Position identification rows
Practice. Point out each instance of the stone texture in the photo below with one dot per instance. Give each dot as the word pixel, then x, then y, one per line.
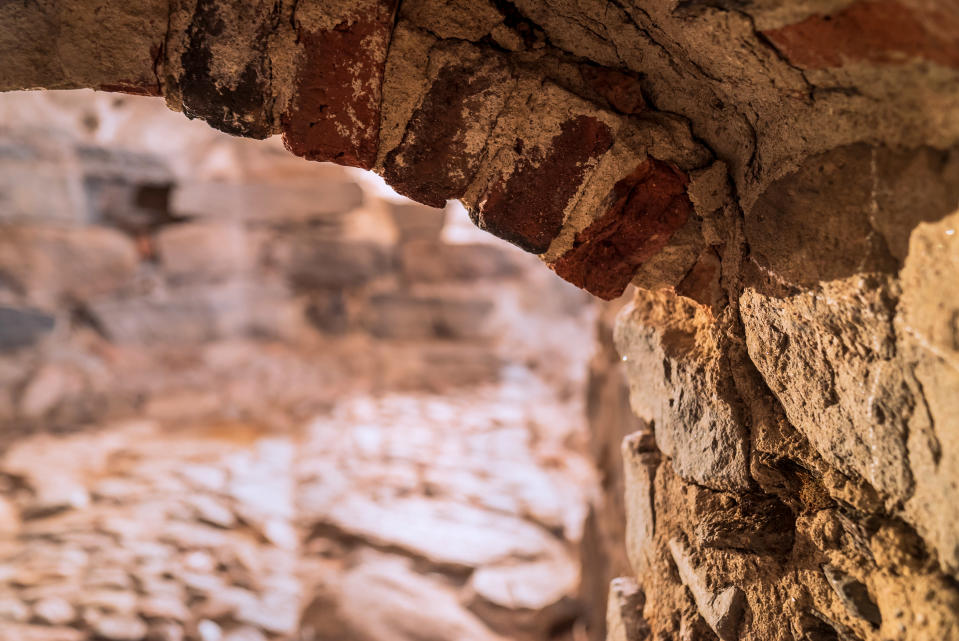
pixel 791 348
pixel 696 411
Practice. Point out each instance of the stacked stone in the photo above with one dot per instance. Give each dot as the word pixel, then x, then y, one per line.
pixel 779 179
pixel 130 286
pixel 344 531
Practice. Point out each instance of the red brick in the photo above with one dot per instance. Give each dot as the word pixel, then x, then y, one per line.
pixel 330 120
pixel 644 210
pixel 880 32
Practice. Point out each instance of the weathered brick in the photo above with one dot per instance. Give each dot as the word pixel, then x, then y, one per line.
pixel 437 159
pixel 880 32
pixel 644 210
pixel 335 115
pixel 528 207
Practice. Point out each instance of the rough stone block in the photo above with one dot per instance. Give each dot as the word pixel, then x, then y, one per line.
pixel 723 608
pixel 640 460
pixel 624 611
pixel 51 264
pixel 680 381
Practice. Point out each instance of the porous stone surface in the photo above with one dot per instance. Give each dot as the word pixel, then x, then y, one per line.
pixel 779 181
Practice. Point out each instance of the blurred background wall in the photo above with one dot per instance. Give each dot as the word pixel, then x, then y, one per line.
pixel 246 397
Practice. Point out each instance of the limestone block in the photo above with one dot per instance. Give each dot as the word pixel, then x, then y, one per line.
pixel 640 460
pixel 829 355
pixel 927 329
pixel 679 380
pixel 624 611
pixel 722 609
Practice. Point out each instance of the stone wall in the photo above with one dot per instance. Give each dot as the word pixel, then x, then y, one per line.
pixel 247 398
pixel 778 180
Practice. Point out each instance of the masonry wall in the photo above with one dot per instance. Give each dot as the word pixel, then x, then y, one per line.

==

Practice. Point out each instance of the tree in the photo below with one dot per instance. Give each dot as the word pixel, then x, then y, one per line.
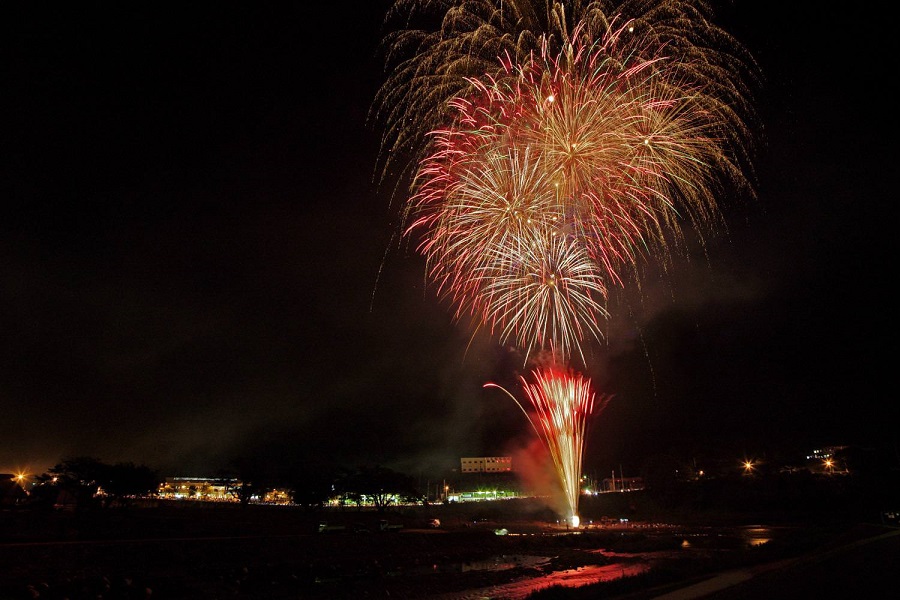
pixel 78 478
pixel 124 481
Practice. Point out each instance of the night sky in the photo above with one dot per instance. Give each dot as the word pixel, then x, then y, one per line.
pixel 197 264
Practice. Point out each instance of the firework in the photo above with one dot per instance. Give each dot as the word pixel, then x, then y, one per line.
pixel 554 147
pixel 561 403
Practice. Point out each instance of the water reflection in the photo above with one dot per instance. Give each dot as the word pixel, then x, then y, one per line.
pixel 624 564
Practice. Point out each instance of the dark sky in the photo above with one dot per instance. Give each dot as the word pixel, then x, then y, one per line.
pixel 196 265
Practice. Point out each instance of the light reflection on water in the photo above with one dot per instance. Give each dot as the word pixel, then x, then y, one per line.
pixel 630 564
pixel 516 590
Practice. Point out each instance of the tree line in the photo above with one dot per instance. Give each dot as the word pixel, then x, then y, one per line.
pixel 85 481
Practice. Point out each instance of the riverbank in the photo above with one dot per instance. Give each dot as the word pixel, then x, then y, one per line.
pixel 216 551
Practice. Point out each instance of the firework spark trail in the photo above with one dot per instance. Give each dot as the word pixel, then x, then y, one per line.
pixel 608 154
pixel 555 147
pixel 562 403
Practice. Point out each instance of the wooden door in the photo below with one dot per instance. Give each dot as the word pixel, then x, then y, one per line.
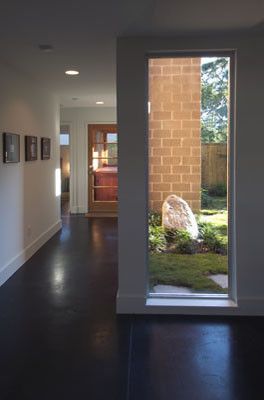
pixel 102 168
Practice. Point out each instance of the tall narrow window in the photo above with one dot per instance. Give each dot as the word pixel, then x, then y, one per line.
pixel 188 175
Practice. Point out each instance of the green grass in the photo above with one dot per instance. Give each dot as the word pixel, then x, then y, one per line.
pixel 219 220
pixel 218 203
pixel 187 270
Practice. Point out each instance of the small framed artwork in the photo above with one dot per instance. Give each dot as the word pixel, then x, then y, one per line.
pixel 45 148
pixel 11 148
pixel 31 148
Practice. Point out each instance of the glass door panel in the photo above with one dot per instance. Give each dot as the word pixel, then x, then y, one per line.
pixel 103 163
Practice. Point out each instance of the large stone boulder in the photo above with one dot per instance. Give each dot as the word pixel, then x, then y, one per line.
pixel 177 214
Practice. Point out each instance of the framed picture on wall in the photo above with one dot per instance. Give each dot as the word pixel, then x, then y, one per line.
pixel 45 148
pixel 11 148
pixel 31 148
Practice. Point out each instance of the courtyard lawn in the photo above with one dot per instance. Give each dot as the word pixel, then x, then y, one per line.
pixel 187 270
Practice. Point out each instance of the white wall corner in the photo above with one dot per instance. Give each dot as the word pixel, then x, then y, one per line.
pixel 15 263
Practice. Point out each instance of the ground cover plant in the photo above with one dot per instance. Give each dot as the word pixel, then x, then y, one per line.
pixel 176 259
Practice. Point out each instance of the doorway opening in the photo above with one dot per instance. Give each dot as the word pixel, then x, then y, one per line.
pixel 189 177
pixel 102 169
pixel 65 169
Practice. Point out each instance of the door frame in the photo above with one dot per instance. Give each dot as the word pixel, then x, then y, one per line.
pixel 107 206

==

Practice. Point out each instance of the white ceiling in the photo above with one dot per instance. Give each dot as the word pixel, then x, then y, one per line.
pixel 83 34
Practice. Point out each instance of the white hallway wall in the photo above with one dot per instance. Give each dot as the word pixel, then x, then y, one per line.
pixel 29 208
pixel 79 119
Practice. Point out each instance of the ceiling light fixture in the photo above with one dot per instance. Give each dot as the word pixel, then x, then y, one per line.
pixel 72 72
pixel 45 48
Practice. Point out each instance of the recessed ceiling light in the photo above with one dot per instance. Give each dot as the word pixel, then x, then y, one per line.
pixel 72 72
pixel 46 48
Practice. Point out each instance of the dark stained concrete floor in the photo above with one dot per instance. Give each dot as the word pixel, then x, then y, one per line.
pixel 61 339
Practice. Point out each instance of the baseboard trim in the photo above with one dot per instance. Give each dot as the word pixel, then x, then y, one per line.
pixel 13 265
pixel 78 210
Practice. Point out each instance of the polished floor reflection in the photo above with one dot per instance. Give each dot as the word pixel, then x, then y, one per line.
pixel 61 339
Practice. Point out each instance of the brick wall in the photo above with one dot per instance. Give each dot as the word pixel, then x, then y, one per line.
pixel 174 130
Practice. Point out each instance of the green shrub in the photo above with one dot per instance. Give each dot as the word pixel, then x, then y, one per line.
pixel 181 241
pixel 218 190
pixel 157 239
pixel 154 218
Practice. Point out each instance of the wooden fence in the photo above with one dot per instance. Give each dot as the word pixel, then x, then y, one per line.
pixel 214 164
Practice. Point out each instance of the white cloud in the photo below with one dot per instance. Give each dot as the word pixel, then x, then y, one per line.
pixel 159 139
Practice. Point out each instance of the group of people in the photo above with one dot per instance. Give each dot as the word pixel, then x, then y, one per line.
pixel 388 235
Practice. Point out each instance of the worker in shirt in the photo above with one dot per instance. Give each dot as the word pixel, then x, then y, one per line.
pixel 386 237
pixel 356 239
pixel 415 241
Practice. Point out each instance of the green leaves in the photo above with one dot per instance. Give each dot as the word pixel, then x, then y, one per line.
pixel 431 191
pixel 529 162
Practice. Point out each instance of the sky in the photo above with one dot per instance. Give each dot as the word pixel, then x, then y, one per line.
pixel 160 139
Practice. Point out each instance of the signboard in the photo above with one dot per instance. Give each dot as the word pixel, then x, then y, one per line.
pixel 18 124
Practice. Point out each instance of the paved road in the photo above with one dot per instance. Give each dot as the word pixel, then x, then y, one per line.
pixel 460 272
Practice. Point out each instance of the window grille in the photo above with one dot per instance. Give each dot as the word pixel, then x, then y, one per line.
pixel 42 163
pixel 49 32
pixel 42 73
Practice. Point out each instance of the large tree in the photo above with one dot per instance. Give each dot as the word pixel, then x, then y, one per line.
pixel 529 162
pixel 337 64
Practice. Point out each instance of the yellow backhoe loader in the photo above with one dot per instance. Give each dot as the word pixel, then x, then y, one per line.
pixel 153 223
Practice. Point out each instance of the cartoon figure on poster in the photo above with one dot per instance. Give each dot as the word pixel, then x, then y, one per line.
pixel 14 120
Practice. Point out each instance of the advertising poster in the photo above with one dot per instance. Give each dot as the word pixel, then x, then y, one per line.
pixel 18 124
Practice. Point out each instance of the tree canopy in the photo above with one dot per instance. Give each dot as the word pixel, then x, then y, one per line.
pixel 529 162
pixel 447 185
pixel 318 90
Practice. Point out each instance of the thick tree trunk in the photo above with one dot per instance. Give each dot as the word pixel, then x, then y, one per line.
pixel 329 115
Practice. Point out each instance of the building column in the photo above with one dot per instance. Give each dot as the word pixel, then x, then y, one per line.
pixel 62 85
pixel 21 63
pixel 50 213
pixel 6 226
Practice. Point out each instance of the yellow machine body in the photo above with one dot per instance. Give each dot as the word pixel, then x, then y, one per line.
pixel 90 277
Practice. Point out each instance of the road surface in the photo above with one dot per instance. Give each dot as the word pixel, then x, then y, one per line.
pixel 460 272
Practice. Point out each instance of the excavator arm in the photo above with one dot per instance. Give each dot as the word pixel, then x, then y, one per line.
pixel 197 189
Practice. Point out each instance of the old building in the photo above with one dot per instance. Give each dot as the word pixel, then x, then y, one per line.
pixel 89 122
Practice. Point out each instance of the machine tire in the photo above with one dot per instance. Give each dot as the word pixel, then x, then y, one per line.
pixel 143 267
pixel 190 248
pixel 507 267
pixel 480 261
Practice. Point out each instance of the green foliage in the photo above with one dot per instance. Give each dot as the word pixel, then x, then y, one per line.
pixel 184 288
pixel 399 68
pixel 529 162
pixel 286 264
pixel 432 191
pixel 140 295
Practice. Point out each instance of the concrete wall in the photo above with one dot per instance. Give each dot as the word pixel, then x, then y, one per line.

• Instruction:
Can you rename "backhoe loader" to "excavator" in the part that opens with the line containing "Practice. Point out each instance of the sky" and closes with the line containing "pixel 318 90", and give those lines again with nothing else changed?

• Full answer:
Practice. Point out each instance of the sky in the photo above with one dot per instance. Give each dot as the word pixel, then x, then y, one per line.
pixel 160 139
Practice. Point out each instance of the signboard in the photo above with one dot per instance. Give each dot as the word pixel, then x, then y, one per line.
pixel 18 124
Practice. Point out each instance of the paved road in the photo above with one dot per instance. Give each dot as the word pixel, then x, then y, one per line.
pixel 460 272
Practice. Point out each instance of the window grille in the photo above with one dot per instance. Give each dot as the word pixel, then x, then y, one per line.
pixel 42 163
pixel 49 32
pixel 42 73
Practice. Point out each instance of the large tree in the photo above with one dot per instance. Give each dot as the word pixel, then x, then y, one per line.
pixel 529 162
pixel 337 64
Practice. Point out each instance of the yellow excavator in the photo above with one dot per instance. Give each dot as the word pixel, then x, then y, one per line.
pixel 153 223
Practice. Point out each instance of the cartoon figure on poster in the photo above with one dot per instance. Give each dot as the word pixel, then x, then y, one per line.
pixel 14 120
Practice. Point out each instance of the advertising poster in the photo above with one dot per instance. Give each dot as the word pixel, then x, then y, one per line.
pixel 18 124
Practice. Point out each instance of the tree canopy in the photo above with one dot per instance. Give each dot as the word pixel, then x, then y, one per line.
pixel 529 162
pixel 447 185
pixel 318 90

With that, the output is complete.